→ The tasks:
[1] In the text on R&D subsidies in Puglia, how much less likely were treated firms to exit the sample than eligible but unsubsidized control firms?
[2] From the text on R&D subsidies in Puglia, write out the passage starting with "Subsidies boost survival" and going on through "in recipient firms.".

→ Quoted passage:
A Banca d'Italia working paper finds regional R&D subsidies in Southern Italy increased firm survival and intangible asset investments. The study by Antonio Veronico analyzed the impact of EU-funded subsidies in Puglia on small and medium firms from 2009 to 2015.

Subsidies boost survival and intangible assets

The paper estimates the causal impact of regional R&D subsidies, finding that treated firms were 12 percent less likely to exit the sample compared to eligible but unsubsidized control firms.

The policy successfully stimulated additional investments in intangible assets, with treated firms increasing these by more than seven times, a sizable effect even after accounting for outliers.

Furthermore, the subsidies had positive effects on the number of workers employed in recipient firms.

However, the study found no significant impact on tangible assets, the value of production, or overall productivity.

This suggests that while the policy fostered growth in specific areas, it did not translate into broader efficiency gains.

The analysis leveraged firms' balance sheets and a unique regional administrative dataset on subsidy payments, employing a match-in-diff approach to ensure robust causal impact estimation.

Apulia's push for innovation

The policy, titled 'Aid to research investments of SMEs,' was implemented by the Apulia region in Southern Italy in 2008, in the aftermath of the Great Recession.

It aimed to stimulate innovation investments in small and medium firms, co-financed by the European Regional Development Fund (ERDF) to reduce regional development gaps.

Apulia's GDP per capita was approximately one-third lower than the Italian average between 2005-2007.

→ Data listing:
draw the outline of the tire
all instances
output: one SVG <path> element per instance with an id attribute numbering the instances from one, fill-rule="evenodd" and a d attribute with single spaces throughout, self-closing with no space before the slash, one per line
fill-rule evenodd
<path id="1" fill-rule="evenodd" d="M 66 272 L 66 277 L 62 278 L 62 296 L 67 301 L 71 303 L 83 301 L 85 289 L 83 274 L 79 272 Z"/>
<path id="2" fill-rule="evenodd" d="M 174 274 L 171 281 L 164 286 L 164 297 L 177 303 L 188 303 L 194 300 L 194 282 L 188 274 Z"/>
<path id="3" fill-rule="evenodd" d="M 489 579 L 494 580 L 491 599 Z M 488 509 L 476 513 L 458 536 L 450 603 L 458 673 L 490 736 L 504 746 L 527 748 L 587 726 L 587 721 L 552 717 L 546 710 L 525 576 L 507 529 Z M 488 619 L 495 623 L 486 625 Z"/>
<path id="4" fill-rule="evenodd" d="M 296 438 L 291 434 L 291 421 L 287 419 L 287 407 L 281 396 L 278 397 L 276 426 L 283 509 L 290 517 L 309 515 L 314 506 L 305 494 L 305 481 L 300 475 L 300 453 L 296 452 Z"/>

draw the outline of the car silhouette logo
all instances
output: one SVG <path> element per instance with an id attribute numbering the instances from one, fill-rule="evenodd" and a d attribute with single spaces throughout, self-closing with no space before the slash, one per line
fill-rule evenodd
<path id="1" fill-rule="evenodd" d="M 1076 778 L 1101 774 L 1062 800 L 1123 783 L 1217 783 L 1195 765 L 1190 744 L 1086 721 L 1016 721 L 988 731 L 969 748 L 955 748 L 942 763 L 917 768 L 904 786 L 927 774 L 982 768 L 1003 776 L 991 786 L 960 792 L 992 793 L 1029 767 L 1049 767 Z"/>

→ Outputs:
[1] They were 12 percent less likely to exit the sample.

[2]
Subsidies boost survival and intangible assets

The paper estimates the causal impact of regional R&D subsidies, finding that treated firms were 12 percent less likely to exit the sample compared to eligible but unsubsidized control firms.

The policy successfully stimulated additional investments in intangible assets, with treated firms increasing these by more than seven times, a sizable effect even after accounting for outliers.

Furthermore, the subsidies had positive effects on the number of workers employed in recipient firms.